(Dataset entries)
------------------------------

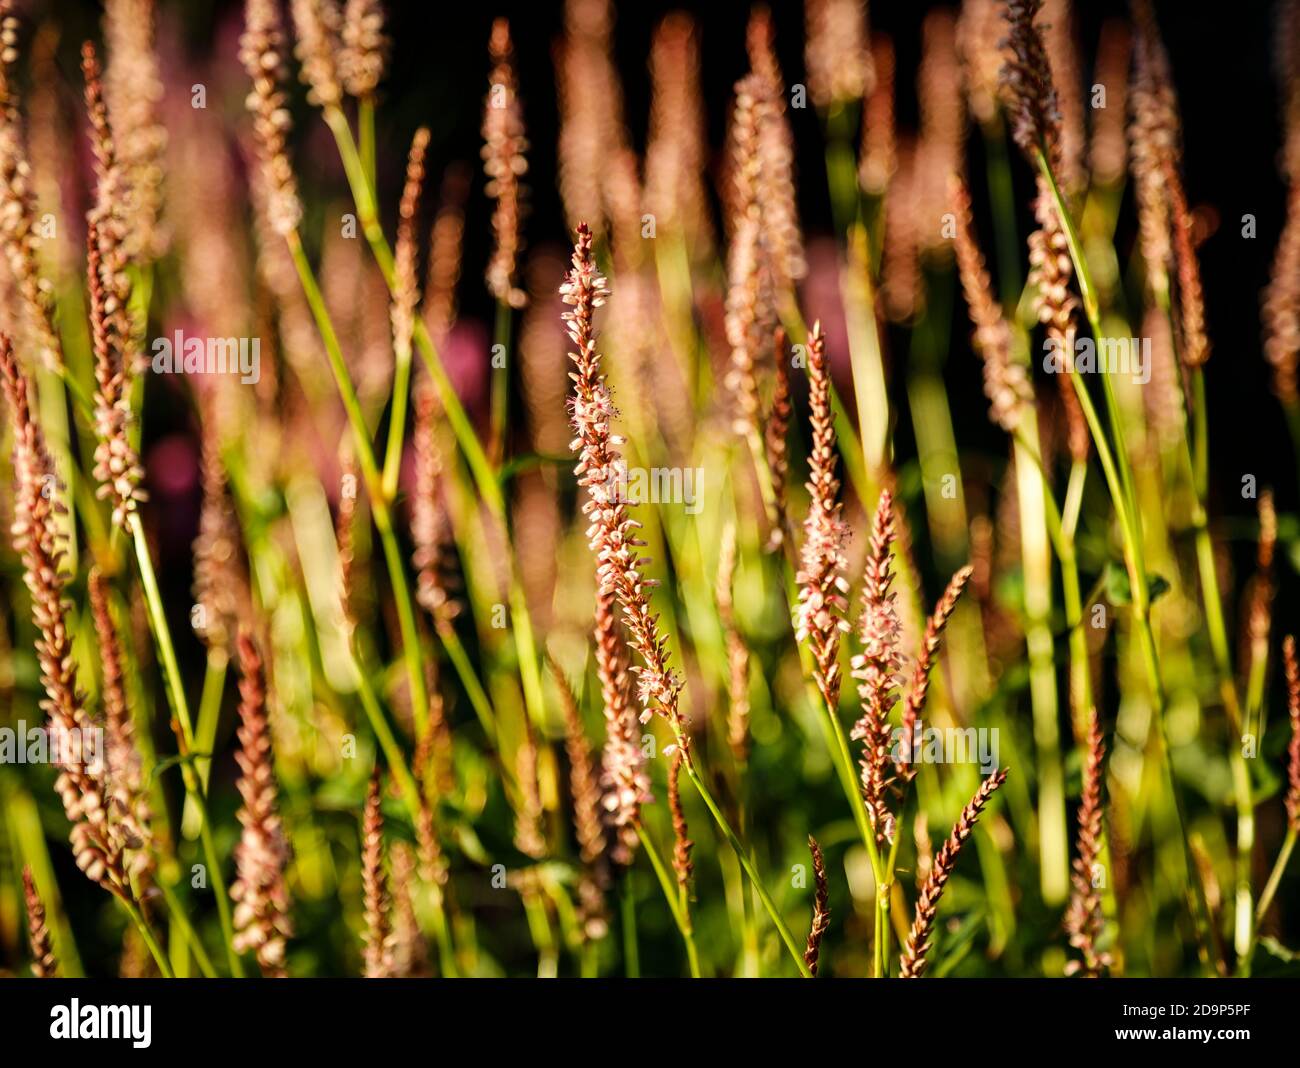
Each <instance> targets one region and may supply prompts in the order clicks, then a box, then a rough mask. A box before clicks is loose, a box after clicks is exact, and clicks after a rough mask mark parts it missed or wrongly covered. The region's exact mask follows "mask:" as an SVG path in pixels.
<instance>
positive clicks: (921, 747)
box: [891, 720, 1001, 776]
mask: <svg viewBox="0 0 1300 1068" xmlns="http://www.w3.org/2000/svg"><path fill="white" fill-rule="evenodd" d="M997 754H998V744H997V728H996V726H993V728H988V726H980V728H975V726H948V728H939V726H924V725H923V724H922V722H920V720H917V722H915V724H914V725H913V729H911V738H909V737H907V731H906V730H905V729H904V728H901V726H898V728H894V730H893V751H892V754H891V755H892V756H893V759H894V761H896V763H898V764H978V765H979V769H980V772H982V773H983V774H984V776H991V774H993V772H996V770H997V769H998V768H1000V767H1001V761H1000V760H998V756H997Z"/></svg>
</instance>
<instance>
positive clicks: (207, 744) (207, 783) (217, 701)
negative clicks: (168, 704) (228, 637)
mask: <svg viewBox="0 0 1300 1068" xmlns="http://www.w3.org/2000/svg"><path fill="white" fill-rule="evenodd" d="M229 663H230V657H229V656H227V655H226V651H225V650H224V648H221V647H220V646H212V648H209V650H208V667H207V670H205V672H204V676H203V695H201V696H200V698H199V724H198V729H199V735H198V748H196V754H198V755H196V757H195V761H194V767H195V768H196V769H198V772H199V782H201V783H203V789H204V790H207V789H208V776H209V773H211V769H212V750H213V747H214V746H216V743H217V722H218V721H220V718H221V695H222V691H224V690H225V682H226V668H227V665H229Z"/></svg>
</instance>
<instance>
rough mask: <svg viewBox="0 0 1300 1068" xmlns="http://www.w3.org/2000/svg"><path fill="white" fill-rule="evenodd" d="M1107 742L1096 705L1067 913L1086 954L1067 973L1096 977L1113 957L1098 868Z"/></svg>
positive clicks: (1086, 759)
mask: <svg viewBox="0 0 1300 1068" xmlns="http://www.w3.org/2000/svg"><path fill="white" fill-rule="evenodd" d="M1105 755H1106V751H1105V743H1104V742H1102V739H1101V718H1100V717H1099V716H1097V709H1096V708H1093V709H1092V716H1091V718H1089V722H1088V752H1087V757H1086V764H1084V768H1083V796H1082V798H1080V800H1079V834H1078V845H1076V852H1075V858H1074V863H1073V864H1071V865H1070V885H1071V893H1070V906H1069V908H1067V909H1066V913H1065V926H1066V930H1067V932H1069V934H1070V945H1071V946H1074V947H1075V948H1076V950H1079V952H1080V954H1082V958H1083V959H1082V960H1073V961H1070V964H1069V965H1067V973H1070V974H1082V976H1086V977H1088V978H1096V977H1099V976H1101V974H1102V973H1104V971H1105V969H1106V968H1108V967H1109V964H1110V958H1109V955H1108V954H1106V952H1104V951H1102V950H1101V947H1100V946H1099V942H1100V941H1101V929H1102V925H1104V924H1105V916H1104V915H1102V911H1101V894H1100V893H1099V891H1097V881H1096V874H1095V868H1096V865H1097V859H1099V858H1100V856H1101V835H1102V825H1101V781H1102V774H1104V772H1102V761H1104V760H1105Z"/></svg>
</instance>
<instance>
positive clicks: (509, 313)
mask: <svg viewBox="0 0 1300 1068" xmlns="http://www.w3.org/2000/svg"><path fill="white" fill-rule="evenodd" d="M512 327H513V313H512V312H511V307H510V304H507V303H506V301H504V300H498V301H497V324H495V327H494V329H493V347H491V360H490V361H489V366H490V370H489V382H490V383H491V385H490V391H491V437H490V438H489V440H490V446H489V450H490V451H489V459H490V460H491V461H493V465H494V466H497V468H498V469H499V468H500V465H502V463H503V461H504V459H506V438H507V435H508V429H507V425H506V424H507V420H508V417H510V340H511V333H512ZM498 355H499V356H500V359H502V365H500V366H497V356H498Z"/></svg>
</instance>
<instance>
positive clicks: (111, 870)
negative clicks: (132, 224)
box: [0, 335, 131, 903]
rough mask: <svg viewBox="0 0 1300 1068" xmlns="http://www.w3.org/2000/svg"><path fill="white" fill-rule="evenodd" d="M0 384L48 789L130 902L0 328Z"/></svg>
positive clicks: (49, 533)
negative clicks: (43, 734)
mask: <svg viewBox="0 0 1300 1068" xmlns="http://www.w3.org/2000/svg"><path fill="white" fill-rule="evenodd" d="M0 386H3V388H4V395H5V400H6V401H8V405H9V416H10V420H12V422H10V425H12V427H13V469H14V478H16V483H17V486H16V491H14V505H13V525H12V528H10V531H12V534H13V547H14V550H16V551H17V552H18V553H19V555H21V556H22V566H23V582H25V583H26V586H27V590H29V592H30V594H31V618H32V622H34V624H35V625H36V631H38V637H36V660H38V664H39V665H40V682H42V686H43V687H44V690H45V696H44V699H43V700H42V702H40V707H42V708H43V709H44V712H45V715H47V716H48V718H49V728H51V731H52V734H53V737H55V738H56V739H57V742H59V744H60V750H61V751H60V760H59V767H60V773H59V780H57V781H56V783H55V789H56V790H57V791H59V796H60V799H61V800H62V804H64V812H65V815H66V816H68V821H69V822H70V824H72V843H73V854H74V856H75V859H77V867H78V868H81V869H82V871H83V872H85V873H86V876H87V878H90V880H91V881H92V882H98V884H99V885H100V886H103V887H104V889H105V890H108V891H109V893H112V894H114V895H117V896H118V898H121V899H122V900H123V902H126V903H130V902H131V889H130V882H129V878H127V874H126V863H125V856H123V850H125V842H123V838H122V834H121V833H120V829H118V828H117V826H114V820H113V819H112V813H110V808H109V803H108V789H107V785H105V781H104V773H105V764H104V760H103V754H96V752H94V751H92V748H94V747H92V746H87V741H88V739H90V738H92V737H94V735H92V731H94V730H95V726H94V724H92V722H91V720H90V716H88V715H87V711H86V695H85V694H83V693H82V691H81V687H79V686H78V685H77V663H75V660H74V659H73V637H72V633H70V631H69V629H68V608H69V604H68V600H66V599H65V596H64V591H65V589H66V583H68V576H66V574H65V573H64V555H65V550H64V539H62V535H61V533H60V530H59V518H57V517H59V516H60V515H62V512H64V504H62V500H61V486H60V485H59V479H57V477H56V476H55V468H53V464H52V461H51V459H49V453H48V452H47V451H45V440H44V435H43V434H42V431H40V426H39V425H38V424H36V421H35V420H34V418H32V414H31V408H30V407H29V399H27V390H29V386H27V378H26V375H23V373H22V370H21V369H19V368H18V361H17V360H16V359H14V355H13V346H12V344H10V343H9V339H8V338H6V337H4V335H0Z"/></svg>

------------------------------

◆ About this task
Beginning at the line with "negative clicks: (132, 224)" and stopping after the line with "positive clicks: (49, 533)", please write out every line of the data above exactly and nothing else.

◆ Output for this task
negative clicks: (132, 224)
box: [0, 335, 131, 903]
rough mask: <svg viewBox="0 0 1300 1068" xmlns="http://www.w3.org/2000/svg"><path fill="white" fill-rule="evenodd" d="M0 384L48 789L130 902L0 328Z"/></svg>
positive clicks: (49, 533)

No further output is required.